#### BEREITGESTELLTER AUSZUG:
※ ※ ※

Sprache leicht gemacht? – Das Leichte Sprache Graduiertenkolleg Mainz

12.06.2022
Studium
cah

Das Lesen und Verstehen langer Texte ist für die meisten ein Leichtes – nicht so für Menschen mit Leseschwierigkeiten. Doch kann Leichte Sprache dem Abhilfe schaffen?

Nach einer Studie der Universität Hamburg aus dem Jahr 2018 haben 6,2 Millionen Deutsch sprechende Erwachsene im Alter von 18 bis 64 Jahren Schwierigkeiten beim Lesen und Schreiben. Das bedeutet, sie sind nur gering literalisiert. Dies entspricht einem Anteil von 12,1 Prozent der deutschen Gesamtbevölkerung. 

 

Von den 6,2 Millionen gering literalisierten Menschen haben mehr als die Hälfte Deutsch bereits als Erstsprache erlernt. Anhand dieser Zahlen wird zum einen die gesellschaftliche Relevanz und zum anderen die nötige Forschung zu Leichter Sprache deutlich. 

So wurde im Jahr 2014 eine neue Forschungsstelle, eigens für Leichte Sprache, an der Universität Hildesheim errichtet. Dort werden wissenschaftliche Regelwerke für die Nutzung Leichter Sprache auf Grundlage sprachwissenschaftlicher Erkenntnisse erarbeitet und überprüft.  

Und auch die Politik setzte mit der Nivellierung des Behinderungsgleichstellungsgesetz des Bundes (BGG) von 2016 ein Zeichen, indem Leichte Sprache verstärkt für die Beratung bei Behörden und Ämtern eingesetzt werden soll. Leichte Sprache soll somit zur Barrierefreiheit unserer Gesellschaft beitragen. 

Aber was ist überhaupt unter Leichter Sprache zu verstehen, wer profitiert davon und was hat die Johannes Gutenberg-Universität Mainz (JGU) damit zu tun? 

Was ist Leichte Sprache und welche Funktionen erfüllt sie?

Das Graduiertenkolleg "Einfach komplex! Ein multimodaler und interdisziplinärer Ansatz zur Untersuchung von sprachlicher Komplexität in der Leichten Sprache" der JGU definiert Leichte Sprache als "eine auf verschiedenen sprachlichen Ebenen vereinfachte Form der deutschen Sprache, die für Menschen konzipiert ist, die standardsprachliche Texte nicht ohne Weiteres verstehen können (z. B. Menschen mit Lernschwierigkeiten)."

Leichte Sprache ist demnach als barrierefreie Kommunikation zu verstehen, welche sich die gesellschaftliche Teilnahme aller zur Aufgabe macht. Zunächst ist Leichte Sprache aus der Praxis heraus entstanden. Eine erste Verschriftlichung der noch wenig spezifischen Regeln Leichter Sprache wurden im Jahr 2009 von "Inclusion Europe" und dem "Netzwerk Leichte Sprache" auf den Weg gebracht.

※ ※ ※

(Einträge eines Datensatzes)
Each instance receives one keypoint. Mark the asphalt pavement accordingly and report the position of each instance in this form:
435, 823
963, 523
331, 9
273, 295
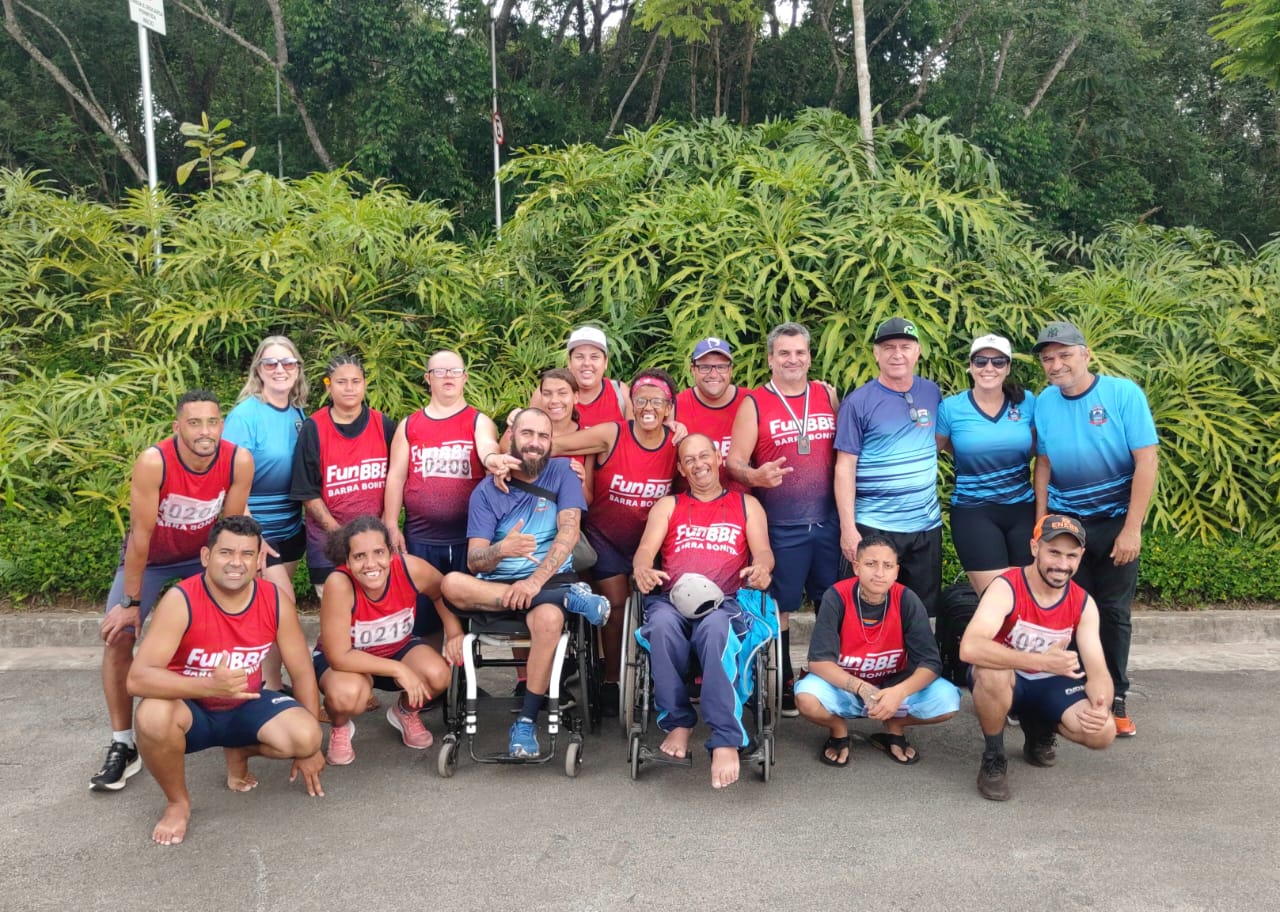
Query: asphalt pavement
1180, 817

※ ※ ※

#### AUFGABEN:
**A)** Schreib im Artikel über Leichte Sprache den Teil zwischen "Sprache leicht gemacht?" und "der deutschen Gesamtbevölkerung.", beide eingeschlossen, noch einmal ab und ändere dabei "Leseschwierigkeiten" in "Lesestörungen".
**B)** In welchem Jahr wurde laut dem Artikel über Leichte Sprache die Forschungsstelle an der Universität Hildesheim errichtet?
**C)** Führe den Artikel über Leichte Sprache nach seinem letzten Satz weiter.

#### DIE LÖSUNGEN:
**A)**
Sprache leicht gemacht? – Das Leichte Sprache Graduiertenkolleg Mainz

12.06.2022
Studium
cah

Das Lesen und Verstehen langer Texte ist für die meisten ein Leichtes – nicht so für Menschen mit Lesestörungen. Doch kann Leichte Sprache dem Abhilfe schaffen?

Nach einer Studie der Universität Hamburg aus dem Jahr 2018 haben 6,2 Millionen Deutsch sprechende Erwachsene im Alter von 18 bis 64 Jahren Schwierigkeiten beim Lesen und Schreiben. Das bedeutet, sie sind nur gering literalisiert. Dies entspricht einem Anteil von 12,1 Prozent der deutschen Gesamtbevölkerung.

**B)** Im Jahr 2014.

**C)**
Mit den sprachwissenschaftlichen Untersuchungen der Forschungsstelle Leichter Sprache an der Universität Hildesheim gelang schließlich 2015 die Veröffentlichung des ersten Regelwerkes im deutschsprachigen Raum. Dieses wird nun fortlaufend aktualisiert und überarbeitet. 

Die Regeln Leichter Sprache sind sehr umfangreich, sodass hier nur ein grober Überblick gegeben werden kann. So ist bspw. eine Regel, Sätze kurz zu halten und keine Verbklammer zu verwenden. Ein Satz sollte zudem auch nur eine Botschaft übermitteln und nicht verschachtelt sein. Fremdwörter sollten vermieden und durch einfachere Synonyme ersetzt werden. Falls dies nicht möglich ist, sind diese ausreichend zu erklären. Ferner können komplexe Wörter auch optisch durch einen sogenannten Mediopunkt getrennt werden, um das Lesen auch visuell zu vereinfachen.  

Wichtig ist: Leichte Sprache, und das Übersetzten von Texten in Leichte Sprache, verfolgen das Ziel, zu vereinfachen, nicht zu verfälschen. Die Inhalte vom Originalausgangstext müssen ebenso im Zieltext wiederzufinden sein. Dadurch soll Leichte Sprache bestenfalls eine Partizipationsfunktion erhalten, welche es allen Menschen ermöglicht, an gesellschaftlichen Themen Teilhabe zu erlangen.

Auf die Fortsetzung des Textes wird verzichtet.